The students then illustrated their more immediate fight with the administration. They explain how the administration wanted to stop paying the weekly stipend in favor of providing a communal pot for free food for the students. The students vehemently protested this change.
On the front page of the Daily Jewish Herald February 28, 1905, the headline read, "Chaim Stiller's Tragic Death; he came to study at the Yeshiva Rabbi Yitzchak Elchanan and he was thrown to peddle with a basket to earn his daily bread; Who Is Guilty?"
The article continues describing how Chaim Stiller, a young man in his early twenties, had spent most of his youth studying in European Yeshivas to join the rabbinate. He came to America in January 1905 to study at RIETS in an environment free from old world antisemitism. He arrived at the Yeshiva right as the disagreement over whether or not to cease providing the students with a stipend began. Without a stable source of income he had to leave the Yeshiva and took on peddling to earn enough for his basic sustenance. In late February, he was out peddling in a snowstorm and collapsed from the cold. He brought to Governor's Hospital and was pronounced dead. The Chevrah Chesed shel Emes paid for his burial.
The Daily Jewish Herald was not happy about this situation at all. They argued that Chaim Stiller showed promise as a young scholar and should never have been abandoned to the streets by the Yeshiva. I don't know how much of Stiller's biography in this article is accurate. It's very easy for the press to exaggerate these kinds of stories. However, the paper's critique is clear, they felt that the administration of RIETS' games with the students' stipend needed to end, because the consequences would be (and already had become) dire.

» **Dataset**:
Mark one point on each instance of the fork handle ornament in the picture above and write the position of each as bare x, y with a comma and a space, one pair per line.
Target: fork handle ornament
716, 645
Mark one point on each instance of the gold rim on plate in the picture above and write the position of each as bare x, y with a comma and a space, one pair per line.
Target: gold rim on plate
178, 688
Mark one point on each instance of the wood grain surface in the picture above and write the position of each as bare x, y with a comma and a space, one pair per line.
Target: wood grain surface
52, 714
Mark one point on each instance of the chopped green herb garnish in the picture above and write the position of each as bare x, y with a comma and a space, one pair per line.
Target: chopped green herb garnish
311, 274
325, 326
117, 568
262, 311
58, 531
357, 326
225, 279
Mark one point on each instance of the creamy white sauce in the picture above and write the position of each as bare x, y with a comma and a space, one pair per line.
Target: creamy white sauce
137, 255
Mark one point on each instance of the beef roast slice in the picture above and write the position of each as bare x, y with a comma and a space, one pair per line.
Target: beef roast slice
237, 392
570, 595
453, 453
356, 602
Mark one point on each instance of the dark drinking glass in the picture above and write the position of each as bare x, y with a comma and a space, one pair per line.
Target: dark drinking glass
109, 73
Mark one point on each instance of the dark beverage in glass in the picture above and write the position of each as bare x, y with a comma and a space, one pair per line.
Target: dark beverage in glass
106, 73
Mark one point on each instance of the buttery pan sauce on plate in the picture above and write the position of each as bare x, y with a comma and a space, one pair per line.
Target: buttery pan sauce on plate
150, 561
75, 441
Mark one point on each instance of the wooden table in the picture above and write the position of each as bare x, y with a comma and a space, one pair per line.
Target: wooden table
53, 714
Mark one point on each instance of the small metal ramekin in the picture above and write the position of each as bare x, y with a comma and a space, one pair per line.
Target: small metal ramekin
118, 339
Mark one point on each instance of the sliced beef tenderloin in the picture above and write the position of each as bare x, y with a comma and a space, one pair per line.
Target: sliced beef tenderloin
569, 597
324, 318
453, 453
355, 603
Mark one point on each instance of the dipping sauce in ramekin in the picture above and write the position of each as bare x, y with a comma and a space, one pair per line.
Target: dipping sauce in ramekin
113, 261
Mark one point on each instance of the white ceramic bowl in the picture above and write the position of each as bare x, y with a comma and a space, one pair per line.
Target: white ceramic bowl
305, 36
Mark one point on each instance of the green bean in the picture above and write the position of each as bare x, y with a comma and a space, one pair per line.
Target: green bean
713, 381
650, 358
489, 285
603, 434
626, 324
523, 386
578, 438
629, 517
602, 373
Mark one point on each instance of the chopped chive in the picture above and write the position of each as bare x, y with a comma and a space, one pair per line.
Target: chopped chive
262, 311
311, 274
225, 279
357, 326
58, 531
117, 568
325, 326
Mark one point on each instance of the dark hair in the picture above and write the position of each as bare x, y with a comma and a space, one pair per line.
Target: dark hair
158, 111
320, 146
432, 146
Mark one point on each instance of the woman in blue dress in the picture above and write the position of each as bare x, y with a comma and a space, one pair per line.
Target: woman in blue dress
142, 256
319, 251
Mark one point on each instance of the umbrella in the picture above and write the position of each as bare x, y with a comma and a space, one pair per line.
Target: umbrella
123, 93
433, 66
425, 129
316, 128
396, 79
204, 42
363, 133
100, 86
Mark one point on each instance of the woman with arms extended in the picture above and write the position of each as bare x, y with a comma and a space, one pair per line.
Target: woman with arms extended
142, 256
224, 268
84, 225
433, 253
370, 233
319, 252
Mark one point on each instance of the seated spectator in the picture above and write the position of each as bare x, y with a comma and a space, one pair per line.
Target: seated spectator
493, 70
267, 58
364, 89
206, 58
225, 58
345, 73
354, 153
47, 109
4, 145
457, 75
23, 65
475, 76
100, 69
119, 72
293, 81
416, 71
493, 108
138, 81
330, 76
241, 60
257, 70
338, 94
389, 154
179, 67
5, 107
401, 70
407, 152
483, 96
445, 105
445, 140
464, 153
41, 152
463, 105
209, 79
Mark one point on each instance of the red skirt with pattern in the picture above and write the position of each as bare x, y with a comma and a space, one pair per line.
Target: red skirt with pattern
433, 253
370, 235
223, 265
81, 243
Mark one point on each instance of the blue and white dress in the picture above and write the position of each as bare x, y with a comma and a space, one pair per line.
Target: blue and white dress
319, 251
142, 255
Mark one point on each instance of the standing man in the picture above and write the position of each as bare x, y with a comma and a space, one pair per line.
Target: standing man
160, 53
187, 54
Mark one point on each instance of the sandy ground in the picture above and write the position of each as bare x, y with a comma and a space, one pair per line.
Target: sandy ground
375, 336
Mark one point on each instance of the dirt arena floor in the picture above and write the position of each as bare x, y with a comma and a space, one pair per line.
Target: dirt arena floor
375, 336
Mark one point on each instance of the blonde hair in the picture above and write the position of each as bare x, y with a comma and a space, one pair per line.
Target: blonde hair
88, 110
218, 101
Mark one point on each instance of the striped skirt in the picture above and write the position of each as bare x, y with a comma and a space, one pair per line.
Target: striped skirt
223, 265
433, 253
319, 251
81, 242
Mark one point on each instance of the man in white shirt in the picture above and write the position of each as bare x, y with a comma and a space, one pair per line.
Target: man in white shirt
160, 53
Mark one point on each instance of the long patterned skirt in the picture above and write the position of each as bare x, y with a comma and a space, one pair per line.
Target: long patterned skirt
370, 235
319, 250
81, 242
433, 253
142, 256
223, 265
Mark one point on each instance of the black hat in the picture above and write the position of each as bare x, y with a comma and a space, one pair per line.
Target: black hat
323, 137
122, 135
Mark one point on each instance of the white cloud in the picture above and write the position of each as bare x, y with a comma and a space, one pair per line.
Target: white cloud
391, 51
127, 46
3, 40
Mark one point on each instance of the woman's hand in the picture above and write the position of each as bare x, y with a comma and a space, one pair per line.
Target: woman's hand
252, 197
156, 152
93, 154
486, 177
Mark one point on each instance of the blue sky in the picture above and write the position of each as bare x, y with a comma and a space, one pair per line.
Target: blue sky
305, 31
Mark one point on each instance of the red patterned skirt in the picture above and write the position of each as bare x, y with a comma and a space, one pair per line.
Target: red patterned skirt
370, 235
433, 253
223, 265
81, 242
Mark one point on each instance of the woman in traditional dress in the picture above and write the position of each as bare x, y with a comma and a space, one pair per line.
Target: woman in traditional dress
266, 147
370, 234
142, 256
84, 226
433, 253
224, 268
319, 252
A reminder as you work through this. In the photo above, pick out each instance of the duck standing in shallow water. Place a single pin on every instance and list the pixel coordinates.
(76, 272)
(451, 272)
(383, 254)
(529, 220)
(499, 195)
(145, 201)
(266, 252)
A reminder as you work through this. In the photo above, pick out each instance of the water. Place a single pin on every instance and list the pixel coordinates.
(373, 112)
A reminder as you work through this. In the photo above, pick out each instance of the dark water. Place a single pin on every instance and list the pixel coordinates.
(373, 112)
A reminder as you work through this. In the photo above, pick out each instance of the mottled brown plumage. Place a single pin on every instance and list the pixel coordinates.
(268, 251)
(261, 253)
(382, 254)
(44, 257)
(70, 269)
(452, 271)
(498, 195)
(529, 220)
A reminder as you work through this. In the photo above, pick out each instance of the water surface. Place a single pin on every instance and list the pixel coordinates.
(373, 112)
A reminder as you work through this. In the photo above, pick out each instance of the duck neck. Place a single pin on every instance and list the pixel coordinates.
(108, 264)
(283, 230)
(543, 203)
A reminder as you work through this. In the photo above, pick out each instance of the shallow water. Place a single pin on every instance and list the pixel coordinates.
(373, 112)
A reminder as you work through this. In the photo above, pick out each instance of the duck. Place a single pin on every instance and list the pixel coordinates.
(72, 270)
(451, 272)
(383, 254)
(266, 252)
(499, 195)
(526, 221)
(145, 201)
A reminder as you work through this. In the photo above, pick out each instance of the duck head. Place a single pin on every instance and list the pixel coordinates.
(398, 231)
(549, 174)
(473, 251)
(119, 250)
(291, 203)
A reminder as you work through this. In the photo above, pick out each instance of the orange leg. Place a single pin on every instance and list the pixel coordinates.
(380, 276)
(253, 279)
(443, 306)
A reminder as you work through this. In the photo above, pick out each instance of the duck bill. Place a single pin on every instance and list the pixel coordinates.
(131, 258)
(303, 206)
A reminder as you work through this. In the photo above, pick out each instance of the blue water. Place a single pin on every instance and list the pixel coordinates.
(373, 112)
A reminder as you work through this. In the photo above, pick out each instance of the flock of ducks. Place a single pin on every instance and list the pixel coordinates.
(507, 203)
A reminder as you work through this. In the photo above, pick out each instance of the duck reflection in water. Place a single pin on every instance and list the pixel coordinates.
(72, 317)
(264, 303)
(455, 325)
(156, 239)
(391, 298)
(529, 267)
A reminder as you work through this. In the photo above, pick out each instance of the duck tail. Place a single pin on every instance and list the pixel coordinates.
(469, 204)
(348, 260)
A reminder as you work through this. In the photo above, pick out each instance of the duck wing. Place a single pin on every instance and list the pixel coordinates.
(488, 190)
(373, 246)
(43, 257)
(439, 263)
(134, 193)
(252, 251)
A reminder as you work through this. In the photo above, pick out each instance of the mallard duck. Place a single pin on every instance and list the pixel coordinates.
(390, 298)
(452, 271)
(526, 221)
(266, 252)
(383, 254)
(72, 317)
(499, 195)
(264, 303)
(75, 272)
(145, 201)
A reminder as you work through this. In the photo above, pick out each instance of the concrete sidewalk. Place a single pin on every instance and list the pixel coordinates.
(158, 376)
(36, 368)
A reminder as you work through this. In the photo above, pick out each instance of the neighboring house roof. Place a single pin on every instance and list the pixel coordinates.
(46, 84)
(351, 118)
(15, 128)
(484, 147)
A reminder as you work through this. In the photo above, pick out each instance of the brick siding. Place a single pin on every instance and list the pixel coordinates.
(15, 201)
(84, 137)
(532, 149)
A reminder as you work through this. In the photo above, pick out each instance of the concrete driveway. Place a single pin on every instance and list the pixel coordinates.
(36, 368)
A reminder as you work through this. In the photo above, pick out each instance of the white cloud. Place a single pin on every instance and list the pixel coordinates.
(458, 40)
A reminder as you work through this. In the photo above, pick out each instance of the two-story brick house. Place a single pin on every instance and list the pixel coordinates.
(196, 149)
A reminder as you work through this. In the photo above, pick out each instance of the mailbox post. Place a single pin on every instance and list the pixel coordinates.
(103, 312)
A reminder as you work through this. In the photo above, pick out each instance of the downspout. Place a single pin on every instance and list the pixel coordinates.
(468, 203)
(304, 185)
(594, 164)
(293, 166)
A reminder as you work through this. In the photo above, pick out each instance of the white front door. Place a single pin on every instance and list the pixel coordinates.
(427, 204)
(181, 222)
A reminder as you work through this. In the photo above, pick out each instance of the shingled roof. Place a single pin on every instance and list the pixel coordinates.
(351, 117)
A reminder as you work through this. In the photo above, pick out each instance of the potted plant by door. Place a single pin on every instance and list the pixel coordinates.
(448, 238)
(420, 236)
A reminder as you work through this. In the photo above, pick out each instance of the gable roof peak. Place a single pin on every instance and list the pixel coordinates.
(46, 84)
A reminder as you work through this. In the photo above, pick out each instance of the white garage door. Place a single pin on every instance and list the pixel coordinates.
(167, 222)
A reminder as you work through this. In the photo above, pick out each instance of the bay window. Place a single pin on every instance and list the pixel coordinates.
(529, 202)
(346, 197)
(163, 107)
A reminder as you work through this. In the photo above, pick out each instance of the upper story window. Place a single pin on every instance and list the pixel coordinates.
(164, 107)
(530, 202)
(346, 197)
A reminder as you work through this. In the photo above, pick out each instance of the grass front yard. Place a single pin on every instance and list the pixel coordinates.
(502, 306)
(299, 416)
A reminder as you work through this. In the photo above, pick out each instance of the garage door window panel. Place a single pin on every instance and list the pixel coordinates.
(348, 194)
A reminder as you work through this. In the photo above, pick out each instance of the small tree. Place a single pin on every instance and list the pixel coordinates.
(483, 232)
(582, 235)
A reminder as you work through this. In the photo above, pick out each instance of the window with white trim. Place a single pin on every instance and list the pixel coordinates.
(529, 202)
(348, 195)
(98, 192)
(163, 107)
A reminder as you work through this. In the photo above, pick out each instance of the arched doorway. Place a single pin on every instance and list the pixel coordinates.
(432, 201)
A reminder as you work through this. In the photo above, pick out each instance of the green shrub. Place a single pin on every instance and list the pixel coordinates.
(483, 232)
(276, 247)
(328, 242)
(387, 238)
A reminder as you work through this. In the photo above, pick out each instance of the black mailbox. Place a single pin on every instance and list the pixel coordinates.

» **Exercise requirements**: Quote, word for word, the full passage about Chaim Stiller and the yeshiva stipend dispute.

» **Exercise solution**:
The students then illustrated their more immediate fight with the administration. They explain how the administration wanted to stop paying the weekly stipend in favor of providing a communal pot for free food for the students. The students vehemently protested this change.
On the front page of the Daily Jewish Herald February 28, 1905, the headline read, "Chaim Stiller's Tragic Death; he came to study at the Yeshiva Rabbi Yitzchak Elchanan and he was thrown to peddle with a basket to earn his daily bread; Who Is Guilty?"
The article continues describing how Chaim Stiller, a young man in his early twenties, had spent most of his youth studying in European Yeshivas to join the rabbinate. He came to America in January 1905 to study at RIETS in an environment free from old world antisemitism. He arrived at the Yeshiva right as the disagreement over whether or not to cease providing the students with a stipend began. Without a stable source of income he had to leave the Yeshiva and took on peddling to earn enough for his basic sustenance. In late February, he was out peddling in a snowstorm and collapsed from the cold. He brought to Governor's Hospital and was pronounced dead. The Chevrah Chesed shel Emes paid for his burial.
The Daily Jewish Herald was not happy about this situation at all. They argued that Chaim Stiller showed promise as a young scholar and should never have been abandoned to the streets by the Yeshiva. I don't know how much of Stiller's biography in this article is accurate. It's very easy for the press to exaggerate these kinds of stories. However, the paper's critique is clear, they felt that the administration of RIETS' games with the students' stipend needed to end, because the consequences would be (and already had become) dire.